(Source data)
┏━━
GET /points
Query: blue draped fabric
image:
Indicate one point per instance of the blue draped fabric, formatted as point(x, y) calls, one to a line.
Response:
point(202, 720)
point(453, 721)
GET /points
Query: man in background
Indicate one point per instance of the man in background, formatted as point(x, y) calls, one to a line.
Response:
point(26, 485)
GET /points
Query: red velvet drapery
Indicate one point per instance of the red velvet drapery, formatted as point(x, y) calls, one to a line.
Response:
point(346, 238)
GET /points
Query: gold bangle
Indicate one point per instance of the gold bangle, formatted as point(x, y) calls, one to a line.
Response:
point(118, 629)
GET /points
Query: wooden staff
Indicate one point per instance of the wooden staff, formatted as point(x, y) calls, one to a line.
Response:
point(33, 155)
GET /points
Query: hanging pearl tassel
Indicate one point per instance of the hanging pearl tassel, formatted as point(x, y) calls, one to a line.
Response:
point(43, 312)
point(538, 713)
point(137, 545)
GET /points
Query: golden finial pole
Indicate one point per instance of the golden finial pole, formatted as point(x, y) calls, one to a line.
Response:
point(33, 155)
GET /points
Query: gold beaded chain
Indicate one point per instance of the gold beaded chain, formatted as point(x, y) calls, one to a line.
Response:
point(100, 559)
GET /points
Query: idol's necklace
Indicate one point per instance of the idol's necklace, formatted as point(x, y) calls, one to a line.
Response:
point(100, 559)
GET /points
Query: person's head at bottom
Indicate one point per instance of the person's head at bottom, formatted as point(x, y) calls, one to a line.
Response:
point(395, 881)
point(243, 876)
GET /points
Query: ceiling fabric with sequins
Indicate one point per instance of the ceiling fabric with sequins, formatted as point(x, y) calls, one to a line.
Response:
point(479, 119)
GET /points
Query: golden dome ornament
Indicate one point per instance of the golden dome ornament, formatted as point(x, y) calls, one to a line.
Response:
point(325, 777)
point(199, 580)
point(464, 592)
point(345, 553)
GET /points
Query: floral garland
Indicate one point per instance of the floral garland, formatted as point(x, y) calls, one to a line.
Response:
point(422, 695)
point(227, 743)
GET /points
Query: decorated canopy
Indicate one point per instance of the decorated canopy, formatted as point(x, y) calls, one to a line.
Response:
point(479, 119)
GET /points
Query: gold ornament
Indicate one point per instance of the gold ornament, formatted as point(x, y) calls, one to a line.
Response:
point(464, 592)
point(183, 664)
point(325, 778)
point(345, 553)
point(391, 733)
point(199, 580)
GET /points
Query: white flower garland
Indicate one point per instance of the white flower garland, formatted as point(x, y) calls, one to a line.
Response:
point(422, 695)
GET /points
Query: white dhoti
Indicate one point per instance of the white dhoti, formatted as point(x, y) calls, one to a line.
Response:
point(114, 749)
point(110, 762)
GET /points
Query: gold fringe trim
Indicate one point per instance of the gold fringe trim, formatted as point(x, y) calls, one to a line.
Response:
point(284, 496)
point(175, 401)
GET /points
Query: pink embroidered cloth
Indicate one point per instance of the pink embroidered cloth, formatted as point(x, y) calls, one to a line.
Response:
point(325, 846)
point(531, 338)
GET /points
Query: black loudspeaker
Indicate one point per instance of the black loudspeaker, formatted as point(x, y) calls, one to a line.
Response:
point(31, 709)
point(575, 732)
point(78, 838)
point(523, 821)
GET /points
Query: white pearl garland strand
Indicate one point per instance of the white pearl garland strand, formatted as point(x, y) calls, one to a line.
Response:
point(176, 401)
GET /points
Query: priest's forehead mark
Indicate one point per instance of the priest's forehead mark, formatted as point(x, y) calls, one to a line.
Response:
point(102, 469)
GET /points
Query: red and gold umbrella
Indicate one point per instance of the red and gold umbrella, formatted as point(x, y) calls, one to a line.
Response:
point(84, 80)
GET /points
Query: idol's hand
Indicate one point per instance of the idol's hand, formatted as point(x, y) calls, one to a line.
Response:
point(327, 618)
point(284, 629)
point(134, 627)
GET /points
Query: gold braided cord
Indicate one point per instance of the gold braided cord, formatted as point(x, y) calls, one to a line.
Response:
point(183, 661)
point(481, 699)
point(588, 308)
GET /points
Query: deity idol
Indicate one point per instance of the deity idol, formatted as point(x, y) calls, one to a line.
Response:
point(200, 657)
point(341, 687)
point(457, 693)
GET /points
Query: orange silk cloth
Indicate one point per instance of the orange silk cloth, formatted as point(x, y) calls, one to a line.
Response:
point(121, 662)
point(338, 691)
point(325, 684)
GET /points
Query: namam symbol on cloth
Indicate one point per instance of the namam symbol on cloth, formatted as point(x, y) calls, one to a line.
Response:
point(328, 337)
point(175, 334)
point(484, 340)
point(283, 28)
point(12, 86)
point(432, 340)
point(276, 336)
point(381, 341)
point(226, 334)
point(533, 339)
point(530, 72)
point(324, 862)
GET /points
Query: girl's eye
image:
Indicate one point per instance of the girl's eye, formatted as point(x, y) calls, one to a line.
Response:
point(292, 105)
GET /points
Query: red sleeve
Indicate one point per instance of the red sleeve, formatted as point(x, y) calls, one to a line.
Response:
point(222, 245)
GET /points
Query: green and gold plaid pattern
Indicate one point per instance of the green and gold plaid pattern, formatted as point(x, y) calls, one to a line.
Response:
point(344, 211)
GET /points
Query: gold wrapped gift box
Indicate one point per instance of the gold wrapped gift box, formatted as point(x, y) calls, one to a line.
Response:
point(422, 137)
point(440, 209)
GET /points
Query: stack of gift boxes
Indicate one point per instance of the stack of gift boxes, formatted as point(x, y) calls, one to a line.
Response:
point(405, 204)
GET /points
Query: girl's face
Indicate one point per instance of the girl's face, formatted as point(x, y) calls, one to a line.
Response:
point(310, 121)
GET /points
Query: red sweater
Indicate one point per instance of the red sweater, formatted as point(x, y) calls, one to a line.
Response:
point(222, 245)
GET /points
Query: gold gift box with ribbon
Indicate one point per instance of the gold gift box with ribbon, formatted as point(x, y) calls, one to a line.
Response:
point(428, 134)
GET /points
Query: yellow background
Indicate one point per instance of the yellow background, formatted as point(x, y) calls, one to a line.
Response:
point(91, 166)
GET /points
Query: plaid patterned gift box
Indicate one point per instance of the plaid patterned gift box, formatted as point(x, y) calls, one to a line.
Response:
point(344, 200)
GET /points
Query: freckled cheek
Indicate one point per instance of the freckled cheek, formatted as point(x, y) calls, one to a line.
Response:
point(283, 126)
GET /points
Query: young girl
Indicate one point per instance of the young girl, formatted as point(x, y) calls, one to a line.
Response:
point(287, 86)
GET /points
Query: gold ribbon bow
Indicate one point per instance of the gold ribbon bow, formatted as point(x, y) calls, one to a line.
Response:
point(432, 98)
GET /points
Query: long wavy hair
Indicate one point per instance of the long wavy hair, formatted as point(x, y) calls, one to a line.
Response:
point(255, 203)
┗━━
§ Work to complete:
Extract all of the material exactly as it is written.

§ Final answer:
GET /points
Query: blue draped fabric
image:
Indicate one point per instance of the blue draped fabric, formatted as point(x, y) calls, one to a line.
Response:
point(202, 720)
point(453, 721)
GET /points
Query: man in background
Indicate one point per instance of the man in background, formatted as point(x, y) calls, one to a line.
Response:
point(26, 485)
GET /points
Query: red velvet drapery
Indicate one point per instance of the red velvet drapery, formatted as point(x, y) calls, one to a line.
Response:
point(346, 238)
GET /points
Query: gold bangle
Indicate one point per instance of the gold bangle, formatted as point(x, y) calls, one to a line.
Response:
point(118, 629)
GET /points
Query: wooden staff
Indicate one point per instance of the wooden staff, formatted as point(x, y) calls, one to a line.
Response:
point(33, 155)
GET /points
Query: hanging pearl tassel
Indicate one point per instance of the hanging pearl tassel, formatted as point(x, y) calls, one to a line.
Response:
point(43, 312)
point(538, 713)
point(137, 545)
GET /points
Query: golden finial pole
Indicate one point per instance of the golden finial pole, formatted as point(x, y) calls, one to a line.
Response:
point(33, 155)
GET /points
Query: gold beaded chain
Indicate one point per instance of the gold beaded chain, formatted as point(x, y) calls, one to a line.
Response:
point(100, 559)
GET /points
Query: idol's necklace
Indicate one point per instance of the idol's necklace, formatted as point(x, y) calls, one to a line.
Response:
point(100, 559)
GET /points
Query: person's head at bottom
Indicate one point per instance of the person's head at bottom, formatted as point(x, y) calls, one to a line.
Response:
point(395, 881)
point(243, 876)
GET /points
Query: ceiling fabric with sequins
Indicate one point per instance of the ceiling fabric with sequins, formatted as point(x, y) calls, one to a line.
Response:
point(479, 119)
GET /points
Query: golden dome ornament
Indicate one point per instance of the golden dome ornament, formatted as point(x, y) calls, one to a line.
Response:
point(325, 777)
point(199, 580)
point(464, 592)
point(345, 553)
GET /points
Query: floral garland
Indicate one point per instance of the floral garland, formatted as point(x, y) calls, one to a line.
Response:
point(422, 695)
point(227, 743)
GET /points
Query: decorated canopy
Indicate one point per instance of the decorated canopy, formatted as point(x, y) calls, one to a line.
Response:
point(479, 119)
GET /points
Query: gold ornament
Indicate one point per instance of the gold ornament, formatted as point(x, y) calls, one to a line.
Response:
point(464, 592)
point(183, 664)
point(325, 778)
point(345, 553)
point(391, 733)
point(199, 580)
GET /points
Query: white flower garland
Indicate one point per instance of the white flower garland, formatted as point(x, y) calls, one to a line.
Response:
point(422, 695)
GET /points
Query: white dhoti
Indicate one point per instance of the white dhoti, formatted as point(x, y) calls, one to a line.
Response:
point(114, 749)
point(110, 762)
GET /points
Query: gold fringe trim
Indicate one point per instance of the gold fringe trim, formatted as point(x, y) calls, one to a line.
Response:
point(284, 496)
point(175, 401)
GET /points
Query: pink embroidered cloth
Indicate one point per instance of the pink embroidered cloth, formatted as point(x, y) calls, one to a line.
Response:
point(325, 846)
point(531, 338)
GET /points
Query: black loudspeaker
Indicate one point per instance of the black loudspeaker, formatted as point(x, y) calls, one to a line.
Response:
point(31, 709)
point(575, 732)
point(78, 838)
point(523, 821)
GET /points
Query: white pearl garland strand
Indicate one point per instance of the white pearl garland strand, formatted as point(x, y) calls, one to a line.
Response:
point(176, 401)
GET /points
Query: priest's forehead mark
Indicate one point per instance of the priest's forehead mark, formatted as point(x, y) calls, one to a line.
Response:
point(102, 469)
GET /points
Query: red and gold umbrella
Indicate one point per instance of the red and gold umbrella, formatted as point(x, y) calls, one to a line.
Response:
point(84, 80)
GET /points
Query: idol's hand
Indicate one point per instance of the idol's hand, formatted as point(x, y) calls, one to a line.
Response:
point(327, 618)
point(284, 629)
point(134, 627)
GET /points
Query: gold braided cord
Indicate one point per instance of the gold braided cord, formatted as point(x, y) calls, one to a line.
Response:
point(183, 661)
point(481, 699)
point(588, 308)
GET /points
Query: deity idol
Indicate one point per instance of the deity idol, formatted as point(x, y) calls, one to a line.
Response:
point(200, 657)
point(341, 687)
point(457, 693)
GET /points
Query: orange silk cloth
Indicate one point per instance of the orange silk cloth, formatted as point(x, y) calls, one to a line.
Response:
point(121, 662)
point(338, 691)
point(325, 684)
GET /points
Query: namam symbol on cloth
Indicate one point per instance of the namam symbol on cloth, formatted as point(x, y) calls, one to a line.
Response:
point(328, 337)
point(175, 334)
point(484, 340)
point(283, 28)
point(12, 86)
point(432, 340)
point(276, 336)
point(381, 341)
point(226, 334)
point(533, 339)
point(530, 72)
point(324, 862)
GET /points
Query: girl's eye
image:
Indicate one point per instance of the girl's eye, formatted as point(x, y) calls, one to a line.
Response:
point(292, 105)
GET /points
Query: red sleeve
Indicate one point per instance of the red sleeve, formatted as point(x, y) calls, one to a line.
Response:
point(222, 245)
GET /points
Query: green and gold plaid pattern
Indicate one point per instance of the green and gold plaid pattern, formatted as point(x, y) calls, one to a line.
Response:
point(344, 211)
GET /points
Query: gold wrapped gift box
Indicate one point per instance of the gold wrapped gift box, formatted as point(x, y) calls, one to a line.
Response:
point(422, 137)
point(440, 209)
GET /points
Query: stack of gift boxes
Indicate one point per instance of the stack of gift boxes, formatted as point(x, y) calls, one to a line.
Response:
point(405, 204)
GET /points
Query: girl's face
Indicate one point per instance of the girl's face, formatted as point(x, y) calls, one to a line.
Response:
point(310, 121)
GET /points
Query: red sweater
Indicate one point per instance of the red sweater, formatted as point(x, y) calls, one to a line.
Response:
point(222, 245)
GET /points
Query: gold gift box with ribbon
Indicate one point per instance of the gold gift box with ribbon, formatted as point(x, y) calls, one to a line.
Response:
point(428, 134)
GET /points
Query: yellow background
Indicate one point per instance of the yellow background, formatted as point(x, y) calls, one to a line.
Response:
point(91, 166)
GET /points
Query: plaid patterned gift box
Indicate one point per instance of the plaid patterned gift box, formatted as point(x, y) calls, one to a line.
Response:
point(344, 200)
GET /points
Query: freckled cheek
Indicate one point per instance of the freckled cheek, formatted as point(x, y) calls, one to a line.
Response:
point(283, 126)
GET /points
Query: young girl
Indicate one point per instance of the young girl, formatted as point(x, y) calls, one to a line.
Response:
point(287, 86)
GET /points
Query: gold ribbon bow
Indicate one point per instance of the gold ribbon bow, formatted as point(x, y) calls, one to a line.
Response:
point(432, 98)
GET /points
Query: long wavy hair
Indicate one point per instance of the long wavy hair, formatted as point(x, y) calls, one to a line.
Response:
point(255, 203)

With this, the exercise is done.